_Outline-labeling records_
------------

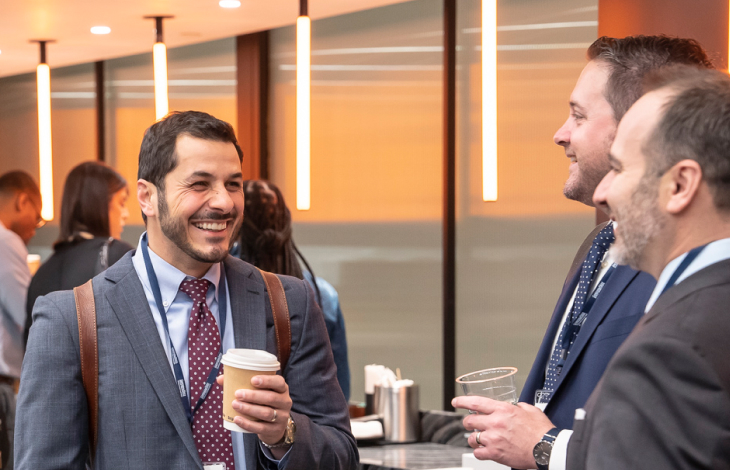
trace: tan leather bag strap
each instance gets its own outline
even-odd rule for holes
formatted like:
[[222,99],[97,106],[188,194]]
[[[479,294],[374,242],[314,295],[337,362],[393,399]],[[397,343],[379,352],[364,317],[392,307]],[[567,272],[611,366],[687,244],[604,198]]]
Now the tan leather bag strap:
[[97,422],[99,417],[99,345],[96,337],[96,306],[91,280],[74,288],[76,318],[79,322],[81,350],[81,378],[89,401],[89,440],[91,458],[96,453]]
[[276,349],[279,351],[279,362],[281,370],[284,371],[286,363],[289,362],[291,354],[291,322],[289,321],[289,306],[286,303],[284,286],[281,279],[274,273],[261,271],[266,284],[266,291],[269,293],[271,313],[274,316],[274,330],[276,331]]

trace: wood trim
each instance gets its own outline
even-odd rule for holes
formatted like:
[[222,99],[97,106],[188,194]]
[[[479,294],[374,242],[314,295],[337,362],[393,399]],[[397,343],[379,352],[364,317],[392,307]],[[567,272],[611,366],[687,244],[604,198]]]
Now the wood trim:
[[104,108],[104,61],[94,62],[96,83],[96,159],[106,161],[106,110]]
[[456,0],[444,0],[443,408],[456,378]]

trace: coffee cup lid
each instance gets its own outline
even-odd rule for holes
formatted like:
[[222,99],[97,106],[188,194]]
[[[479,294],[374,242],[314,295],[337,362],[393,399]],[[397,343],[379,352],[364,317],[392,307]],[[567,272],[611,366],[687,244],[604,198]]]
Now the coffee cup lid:
[[221,362],[238,369],[260,371],[277,371],[280,367],[276,356],[260,349],[231,348],[223,355]]

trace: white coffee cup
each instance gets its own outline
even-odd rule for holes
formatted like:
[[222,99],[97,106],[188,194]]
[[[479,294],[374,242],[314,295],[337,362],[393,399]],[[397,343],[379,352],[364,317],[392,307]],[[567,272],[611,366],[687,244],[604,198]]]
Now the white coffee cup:
[[230,431],[249,432],[233,422],[236,416],[258,419],[233,409],[236,390],[254,390],[251,379],[257,375],[275,375],[280,364],[276,356],[258,349],[229,349],[221,358],[223,369],[223,427]]

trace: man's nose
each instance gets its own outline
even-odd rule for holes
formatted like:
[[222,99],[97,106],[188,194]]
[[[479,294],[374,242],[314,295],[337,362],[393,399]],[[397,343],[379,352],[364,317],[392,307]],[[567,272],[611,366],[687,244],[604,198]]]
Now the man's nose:
[[608,190],[611,187],[613,178],[613,171],[606,173],[606,176],[598,183],[596,190],[593,192],[593,204],[606,214],[608,214]]
[[223,186],[213,189],[209,204],[212,208],[218,209],[226,214],[233,210],[234,205],[231,194]]
[[568,129],[568,121],[565,121],[565,124],[563,124],[553,136],[553,142],[560,145],[561,147],[565,147],[570,143],[570,130]]

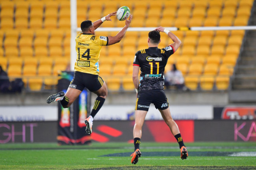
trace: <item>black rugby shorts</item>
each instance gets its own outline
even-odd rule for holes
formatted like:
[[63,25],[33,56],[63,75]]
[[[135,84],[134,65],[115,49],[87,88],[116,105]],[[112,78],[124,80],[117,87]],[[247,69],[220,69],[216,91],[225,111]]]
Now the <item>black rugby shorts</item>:
[[152,103],[157,109],[164,110],[168,108],[169,103],[163,90],[153,89],[139,91],[135,110],[148,111],[149,105]]
[[102,86],[104,81],[98,75],[75,71],[69,87],[83,91],[86,87],[91,92],[96,91]]

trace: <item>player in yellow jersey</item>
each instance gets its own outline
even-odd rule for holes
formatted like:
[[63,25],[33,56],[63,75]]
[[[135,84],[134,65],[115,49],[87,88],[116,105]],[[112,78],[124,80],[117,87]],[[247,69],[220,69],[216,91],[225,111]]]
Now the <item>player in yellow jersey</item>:
[[94,105],[90,116],[86,118],[86,132],[91,134],[93,117],[101,108],[108,95],[106,83],[98,76],[98,61],[103,46],[112,45],[119,42],[124,37],[131,23],[132,15],[126,18],[125,26],[115,36],[96,36],[95,30],[105,20],[111,21],[110,17],[116,15],[111,13],[93,23],[89,20],[81,24],[82,32],[76,38],[76,61],[73,80],[65,94],[63,92],[50,96],[46,102],[51,103],[59,101],[64,108],[69,107],[79,96],[85,87],[96,94]]

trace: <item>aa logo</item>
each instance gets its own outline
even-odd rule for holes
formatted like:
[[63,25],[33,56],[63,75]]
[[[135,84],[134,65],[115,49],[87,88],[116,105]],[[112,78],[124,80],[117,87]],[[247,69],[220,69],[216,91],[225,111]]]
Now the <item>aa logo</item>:
[[163,103],[162,104],[162,106],[161,106],[161,108],[164,107],[168,106],[168,104],[167,103]]

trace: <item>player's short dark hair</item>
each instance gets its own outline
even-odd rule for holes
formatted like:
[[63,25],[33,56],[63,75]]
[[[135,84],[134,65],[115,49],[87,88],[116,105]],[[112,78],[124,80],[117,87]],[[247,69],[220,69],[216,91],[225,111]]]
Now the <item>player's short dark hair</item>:
[[86,20],[83,21],[81,23],[81,30],[82,31],[86,31],[89,30],[90,28],[92,26],[93,22],[90,20]]
[[160,33],[156,30],[151,31],[148,33],[148,38],[152,43],[158,44],[160,41]]

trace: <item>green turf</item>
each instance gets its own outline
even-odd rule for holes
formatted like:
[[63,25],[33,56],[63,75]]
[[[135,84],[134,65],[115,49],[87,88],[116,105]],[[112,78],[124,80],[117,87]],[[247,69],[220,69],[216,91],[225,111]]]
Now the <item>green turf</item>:
[[[0,169],[256,169],[255,156],[212,155],[220,155],[219,152],[221,155],[222,153],[255,152],[255,142],[186,144],[189,157],[182,160],[177,143],[143,142],[141,157],[137,164],[133,165],[129,157],[134,150],[132,144],[94,142],[89,146],[58,146],[55,143],[2,144]],[[200,156],[200,153],[205,155]],[[165,156],[166,154],[170,155]]]

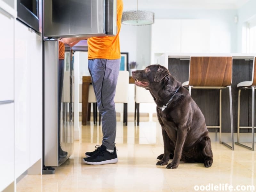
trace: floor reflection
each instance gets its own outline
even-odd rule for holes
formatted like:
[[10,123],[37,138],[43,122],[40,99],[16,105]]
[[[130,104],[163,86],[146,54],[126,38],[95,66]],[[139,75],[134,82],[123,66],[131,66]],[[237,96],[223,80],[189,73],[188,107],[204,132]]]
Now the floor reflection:
[[[128,121],[125,126],[118,121],[117,125],[117,164],[91,165],[83,163],[85,152],[101,144],[101,127],[91,123],[81,126],[81,139],[75,141],[73,155],[55,168],[55,174],[27,175],[17,184],[17,191],[183,192],[194,191],[195,186],[209,184],[228,183],[235,187],[254,186],[255,183],[254,151],[236,145],[233,151],[212,141],[213,163],[211,168],[181,162],[178,169],[168,169],[165,166],[155,165],[156,157],[164,151],[158,123],[141,122],[138,126]],[[210,137],[212,141],[215,140],[214,134]]]

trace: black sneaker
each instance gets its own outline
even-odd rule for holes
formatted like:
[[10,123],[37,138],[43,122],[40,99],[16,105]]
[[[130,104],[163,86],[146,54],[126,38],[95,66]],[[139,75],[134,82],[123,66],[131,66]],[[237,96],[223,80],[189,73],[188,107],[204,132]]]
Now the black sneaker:
[[68,155],[68,152],[62,150],[61,146],[59,146],[59,157],[61,158],[65,158]]
[[92,156],[99,151],[100,150],[100,148],[102,146],[102,145],[96,145],[95,146],[95,148],[97,148],[95,149],[95,150],[94,151],[92,151],[92,152],[86,152],[85,153],[85,156],[87,157]]
[[107,151],[106,147],[103,145],[98,149],[98,151],[92,156],[84,158],[84,162],[90,165],[101,165],[116,163],[118,161],[116,147],[113,153]]

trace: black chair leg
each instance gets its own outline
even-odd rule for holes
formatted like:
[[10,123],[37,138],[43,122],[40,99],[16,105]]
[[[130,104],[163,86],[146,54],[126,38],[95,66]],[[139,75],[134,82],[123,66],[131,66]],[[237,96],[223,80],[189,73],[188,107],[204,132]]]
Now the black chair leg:
[[95,124],[97,124],[97,122],[98,121],[98,107],[97,106],[97,103],[93,103],[95,105]]
[[140,103],[137,103],[137,126],[140,124]]
[[101,121],[101,115],[100,113],[100,112],[99,112],[99,125],[100,125],[100,122]]
[[135,110],[134,112],[134,120],[136,121],[136,111],[137,110],[137,105],[136,102],[135,102]]
[[93,124],[95,125],[96,124],[96,121],[95,121],[96,117],[95,116],[95,111],[96,109],[95,108],[95,103],[92,103],[92,113],[93,114]]
[[125,126],[127,126],[128,121],[128,113],[127,103],[124,103],[124,123],[125,123]]

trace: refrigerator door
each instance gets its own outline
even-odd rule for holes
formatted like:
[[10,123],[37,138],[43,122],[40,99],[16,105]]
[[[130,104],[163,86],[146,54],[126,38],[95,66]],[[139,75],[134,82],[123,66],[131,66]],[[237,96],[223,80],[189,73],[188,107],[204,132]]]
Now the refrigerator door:
[[74,149],[74,62],[69,47],[61,61],[58,41],[44,43],[44,165],[57,166],[69,157]]
[[116,35],[116,0],[49,0],[44,4],[45,37]]

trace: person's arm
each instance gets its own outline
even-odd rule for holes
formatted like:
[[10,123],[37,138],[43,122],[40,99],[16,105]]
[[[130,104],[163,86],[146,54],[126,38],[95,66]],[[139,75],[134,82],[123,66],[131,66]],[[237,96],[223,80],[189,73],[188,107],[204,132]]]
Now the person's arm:
[[61,38],[59,41],[72,47],[81,40],[86,40],[86,37],[69,37]]

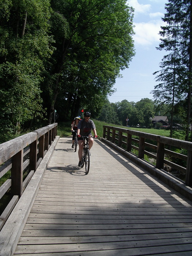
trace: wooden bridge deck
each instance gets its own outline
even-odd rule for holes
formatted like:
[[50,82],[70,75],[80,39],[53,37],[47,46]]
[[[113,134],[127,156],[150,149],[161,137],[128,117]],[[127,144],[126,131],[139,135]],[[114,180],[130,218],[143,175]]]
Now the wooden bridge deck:
[[192,255],[191,201],[101,141],[90,172],[60,138],[14,255]]

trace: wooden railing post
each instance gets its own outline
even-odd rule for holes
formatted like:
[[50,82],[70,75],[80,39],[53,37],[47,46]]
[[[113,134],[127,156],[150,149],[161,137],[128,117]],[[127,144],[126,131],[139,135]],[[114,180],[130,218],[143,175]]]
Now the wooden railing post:
[[45,146],[44,149],[45,150],[48,150],[49,149],[49,132],[46,132],[45,135]]
[[159,137],[157,141],[157,168],[163,169],[163,167],[165,144],[159,142],[160,137]]
[[23,150],[12,157],[11,193],[20,197],[23,193]]
[[127,148],[126,150],[128,152],[131,151],[131,139],[132,138],[132,135],[129,133],[127,134]]
[[30,144],[30,152],[29,152],[30,170],[36,170],[37,158],[37,140],[35,140]]
[[42,158],[44,157],[44,144],[45,134],[44,134],[39,139],[39,155]]
[[49,145],[51,145],[52,144],[52,130],[49,130]]
[[107,128],[107,140],[110,140],[110,128]]
[[106,137],[106,128],[103,127],[103,137],[105,139]]
[[114,143],[115,142],[115,130],[113,129],[112,130],[112,139],[111,142],[112,143]]
[[144,151],[145,150],[145,139],[141,137],[139,137],[139,142],[138,157],[139,158],[144,158]]
[[188,186],[192,185],[192,151],[188,150],[187,162],[185,184]]
[[122,135],[123,132],[119,131],[118,136],[118,146],[119,147],[122,147]]

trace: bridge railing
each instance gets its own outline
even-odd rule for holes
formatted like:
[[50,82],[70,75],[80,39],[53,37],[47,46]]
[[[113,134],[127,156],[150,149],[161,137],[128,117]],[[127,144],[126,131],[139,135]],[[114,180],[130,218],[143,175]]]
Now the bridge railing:
[[[103,125],[103,138],[132,154],[136,151],[137,154],[133,154],[139,158],[144,159],[145,155],[153,158],[155,164],[151,164],[157,169],[165,170],[166,166],[178,171],[185,176],[182,181],[192,187],[192,142],[108,125]],[[179,149],[180,151],[182,149],[187,154],[170,148]]]
[[0,144],[0,178],[11,174],[0,187],[0,199],[8,197],[3,200],[7,203],[1,204],[0,230],[55,139],[57,125],[50,124]]

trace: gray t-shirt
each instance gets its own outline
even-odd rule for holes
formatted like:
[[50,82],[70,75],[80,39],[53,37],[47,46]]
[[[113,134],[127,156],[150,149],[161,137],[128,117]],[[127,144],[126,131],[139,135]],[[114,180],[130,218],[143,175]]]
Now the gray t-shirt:
[[86,123],[84,119],[82,119],[79,122],[77,128],[80,129],[82,136],[88,136],[91,135],[91,129],[95,129],[95,126],[92,120],[89,119]]

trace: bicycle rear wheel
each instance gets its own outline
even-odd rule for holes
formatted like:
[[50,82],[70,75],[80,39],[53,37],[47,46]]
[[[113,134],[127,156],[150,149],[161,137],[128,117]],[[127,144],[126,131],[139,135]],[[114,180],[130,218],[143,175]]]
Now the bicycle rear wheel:
[[77,138],[76,136],[75,136],[75,152],[76,152],[77,151]]
[[87,149],[85,153],[85,173],[87,174],[89,170],[89,167],[90,166],[90,152],[89,149]]

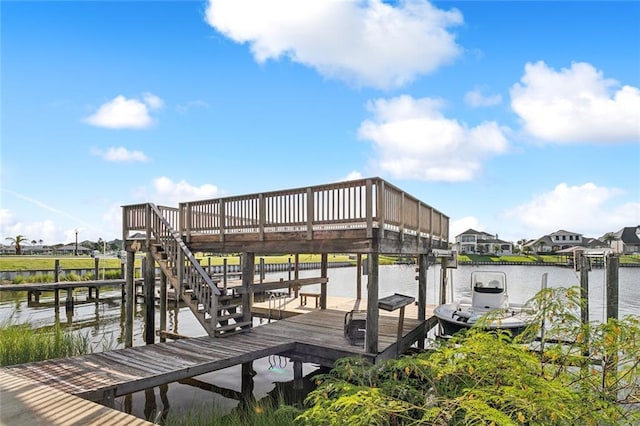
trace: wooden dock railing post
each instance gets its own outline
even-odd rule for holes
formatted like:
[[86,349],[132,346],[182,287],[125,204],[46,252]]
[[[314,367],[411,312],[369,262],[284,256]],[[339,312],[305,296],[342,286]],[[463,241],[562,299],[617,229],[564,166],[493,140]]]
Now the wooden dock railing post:
[[378,353],[378,253],[367,255],[367,331],[365,347],[367,353]]
[[150,247],[148,247],[147,250],[144,268],[144,342],[146,344],[153,344],[155,342],[156,263],[151,254]]
[[609,255],[607,265],[607,318],[618,319],[618,268],[620,257]]
[[[322,253],[320,255],[320,276],[322,278],[327,278],[327,268],[329,266],[329,255],[327,253]],[[324,281],[320,284],[320,309],[327,309],[327,282]]]
[[[167,276],[164,272],[160,272],[160,331],[167,330]],[[167,339],[163,334],[160,335],[160,341],[165,342]]]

------------

_Exercise details_
Put the lines of the records into a Markdown table with the columns Row and Line, beginning at the line that has "trace: refrigerator door" and stopping after the line that has "[[116,35],[116,0],[49,0],[44,4],[45,37]]". Number each line in order and leave out blank lines.

_Right answer_
| Row | Line |
|---|---|
| 1 | trace: refrigerator door |
| 2 | each instance gets its own outline |
| 3 | even-odd rule for holes |
| 4 | formatted like: |
| 5 | [[10,123],[37,138],[43,122],[40,99],[16,105]] |
| 6 | [[[130,104],[163,86],[146,54],[126,38],[95,66]],[[139,75],[134,82],[123,66],[131,66]],[[237,96],[223,80],[189,73],[188,107],[204,132]]] |
| 7 | Now the refrigerator door: |
| 8 | [[74,149],[74,62],[69,47],[61,61],[58,41],[44,43],[44,165],[57,166],[69,157]] |
| 9 | [[116,35],[116,0],[49,0],[44,4],[45,37]] |